Without any change, set down every record below.

[Stored records]

-----

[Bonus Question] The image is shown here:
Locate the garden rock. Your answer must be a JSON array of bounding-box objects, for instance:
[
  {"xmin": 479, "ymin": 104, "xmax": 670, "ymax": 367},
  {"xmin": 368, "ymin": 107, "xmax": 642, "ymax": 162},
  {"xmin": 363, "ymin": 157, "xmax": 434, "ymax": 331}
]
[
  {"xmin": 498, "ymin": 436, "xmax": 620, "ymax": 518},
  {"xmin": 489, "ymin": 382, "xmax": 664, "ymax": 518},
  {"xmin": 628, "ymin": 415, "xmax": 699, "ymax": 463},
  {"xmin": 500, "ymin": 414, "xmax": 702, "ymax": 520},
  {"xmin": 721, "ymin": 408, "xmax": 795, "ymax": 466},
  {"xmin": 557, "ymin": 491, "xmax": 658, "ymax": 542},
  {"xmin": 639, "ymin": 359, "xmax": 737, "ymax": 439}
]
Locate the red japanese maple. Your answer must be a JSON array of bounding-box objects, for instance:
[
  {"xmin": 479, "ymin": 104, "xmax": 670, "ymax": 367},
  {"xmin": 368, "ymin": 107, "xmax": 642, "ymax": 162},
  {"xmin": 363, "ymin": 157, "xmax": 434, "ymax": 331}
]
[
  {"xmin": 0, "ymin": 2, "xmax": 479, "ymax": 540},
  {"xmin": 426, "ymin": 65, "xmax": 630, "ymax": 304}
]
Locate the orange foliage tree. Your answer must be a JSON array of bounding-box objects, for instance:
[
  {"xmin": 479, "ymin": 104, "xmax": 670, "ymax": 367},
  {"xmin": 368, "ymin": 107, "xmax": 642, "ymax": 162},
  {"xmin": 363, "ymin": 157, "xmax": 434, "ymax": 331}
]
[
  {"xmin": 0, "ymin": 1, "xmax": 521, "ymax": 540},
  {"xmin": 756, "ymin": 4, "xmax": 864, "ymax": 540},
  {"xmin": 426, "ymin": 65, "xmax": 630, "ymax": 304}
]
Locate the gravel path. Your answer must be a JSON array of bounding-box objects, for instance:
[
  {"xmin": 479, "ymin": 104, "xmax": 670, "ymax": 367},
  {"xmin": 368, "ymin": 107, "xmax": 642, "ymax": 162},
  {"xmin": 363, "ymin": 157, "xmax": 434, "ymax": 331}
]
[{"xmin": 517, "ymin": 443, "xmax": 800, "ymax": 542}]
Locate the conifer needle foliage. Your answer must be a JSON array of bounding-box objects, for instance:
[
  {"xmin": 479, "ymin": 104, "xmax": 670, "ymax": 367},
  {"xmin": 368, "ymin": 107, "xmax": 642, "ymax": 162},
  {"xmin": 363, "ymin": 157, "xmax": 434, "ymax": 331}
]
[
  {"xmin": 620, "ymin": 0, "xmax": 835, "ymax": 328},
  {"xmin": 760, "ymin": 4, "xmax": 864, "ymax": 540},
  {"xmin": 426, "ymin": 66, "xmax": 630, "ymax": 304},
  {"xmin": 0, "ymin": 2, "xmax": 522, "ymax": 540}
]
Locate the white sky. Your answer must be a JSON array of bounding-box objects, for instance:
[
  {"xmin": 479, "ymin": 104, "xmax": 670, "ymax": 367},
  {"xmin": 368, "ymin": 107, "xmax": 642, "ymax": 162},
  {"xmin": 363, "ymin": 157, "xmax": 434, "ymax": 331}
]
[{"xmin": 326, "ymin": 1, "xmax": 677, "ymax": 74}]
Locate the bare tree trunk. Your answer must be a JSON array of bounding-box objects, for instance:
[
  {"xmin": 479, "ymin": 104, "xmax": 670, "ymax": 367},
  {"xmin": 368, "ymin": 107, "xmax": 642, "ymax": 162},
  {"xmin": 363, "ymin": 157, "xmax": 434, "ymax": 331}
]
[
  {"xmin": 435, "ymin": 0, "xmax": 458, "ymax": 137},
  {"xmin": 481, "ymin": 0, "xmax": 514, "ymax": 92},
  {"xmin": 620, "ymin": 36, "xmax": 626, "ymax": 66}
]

-----

● **Answer space**:
[Bonus Question] The image is shown here:
Locate the garden rock. Your answer must be a JSON array of bounding-box objects, for instance:
[
  {"xmin": 479, "ymin": 104, "xmax": 670, "ymax": 367},
  {"xmin": 368, "ymin": 107, "xmax": 642, "ymax": 162},
  {"xmin": 363, "ymin": 157, "xmax": 434, "ymax": 331}
]
[
  {"xmin": 498, "ymin": 436, "xmax": 620, "ymax": 518},
  {"xmin": 489, "ymin": 382, "xmax": 664, "ymax": 518},
  {"xmin": 628, "ymin": 415, "xmax": 699, "ymax": 463},
  {"xmin": 500, "ymin": 414, "xmax": 702, "ymax": 520},
  {"xmin": 721, "ymin": 408, "xmax": 795, "ymax": 466},
  {"xmin": 557, "ymin": 491, "xmax": 658, "ymax": 542},
  {"xmin": 639, "ymin": 359, "xmax": 737, "ymax": 439}
]
Locate the red japanese maple. Your answer must be a JSON array of bounding-box objects, for instance:
[
  {"xmin": 479, "ymin": 104, "xmax": 670, "ymax": 367},
  {"xmin": 368, "ymin": 107, "xmax": 642, "ymax": 162},
  {"xmin": 363, "ymin": 157, "xmax": 434, "ymax": 331}
]
[
  {"xmin": 0, "ymin": 2, "xmax": 479, "ymax": 540},
  {"xmin": 426, "ymin": 65, "xmax": 630, "ymax": 304}
]
Locate the orange foliage tree. Your answer must be a JSON array of bounding-box objects, for instance:
[
  {"xmin": 479, "ymin": 104, "xmax": 670, "ymax": 367},
  {"xmin": 368, "ymin": 107, "xmax": 642, "ymax": 162},
  {"xmin": 363, "ymin": 157, "xmax": 434, "ymax": 331}
]
[
  {"xmin": 0, "ymin": 1, "xmax": 521, "ymax": 540},
  {"xmin": 756, "ymin": 4, "xmax": 864, "ymax": 540},
  {"xmin": 426, "ymin": 65, "xmax": 630, "ymax": 304}
]
Locate the gravel path. Your answer must be a JSON array of bounding-box objects, for instance:
[
  {"xmin": 479, "ymin": 104, "xmax": 670, "ymax": 367},
  {"xmin": 368, "ymin": 107, "xmax": 642, "ymax": 162},
  {"xmin": 363, "ymin": 157, "xmax": 434, "ymax": 331}
]
[{"xmin": 517, "ymin": 443, "xmax": 800, "ymax": 542}]
Locate the conifer needle foliage. Your answer must be a JSON array of bounding-box objects, for instance:
[
  {"xmin": 479, "ymin": 104, "xmax": 670, "ymax": 367},
  {"xmin": 368, "ymin": 107, "xmax": 642, "ymax": 162},
  {"xmin": 363, "ymin": 157, "xmax": 434, "ymax": 331}
]
[
  {"xmin": 620, "ymin": 0, "xmax": 835, "ymax": 328},
  {"xmin": 760, "ymin": 4, "xmax": 864, "ymax": 540},
  {"xmin": 426, "ymin": 66, "xmax": 630, "ymax": 304},
  {"xmin": 0, "ymin": 2, "xmax": 522, "ymax": 540}
]
Locate the white sky. Your answer must be a JSON array of bounding-box objects, for instance:
[
  {"xmin": 479, "ymin": 104, "xmax": 670, "ymax": 367},
  {"xmin": 368, "ymin": 107, "xmax": 642, "ymax": 162},
  {"xmin": 363, "ymin": 157, "xmax": 434, "ymax": 331}
]
[{"xmin": 326, "ymin": 1, "xmax": 677, "ymax": 74}]
Locate the bare tree trunk. Your answer must be a JSON array of bounding-box objects, for instance:
[
  {"xmin": 479, "ymin": 104, "xmax": 670, "ymax": 367},
  {"xmin": 368, "ymin": 107, "xmax": 642, "ymax": 162},
  {"xmin": 363, "ymin": 157, "xmax": 434, "ymax": 331}
]
[
  {"xmin": 435, "ymin": 0, "xmax": 458, "ymax": 137},
  {"xmin": 481, "ymin": 0, "xmax": 514, "ymax": 92},
  {"xmin": 620, "ymin": 36, "xmax": 626, "ymax": 66}
]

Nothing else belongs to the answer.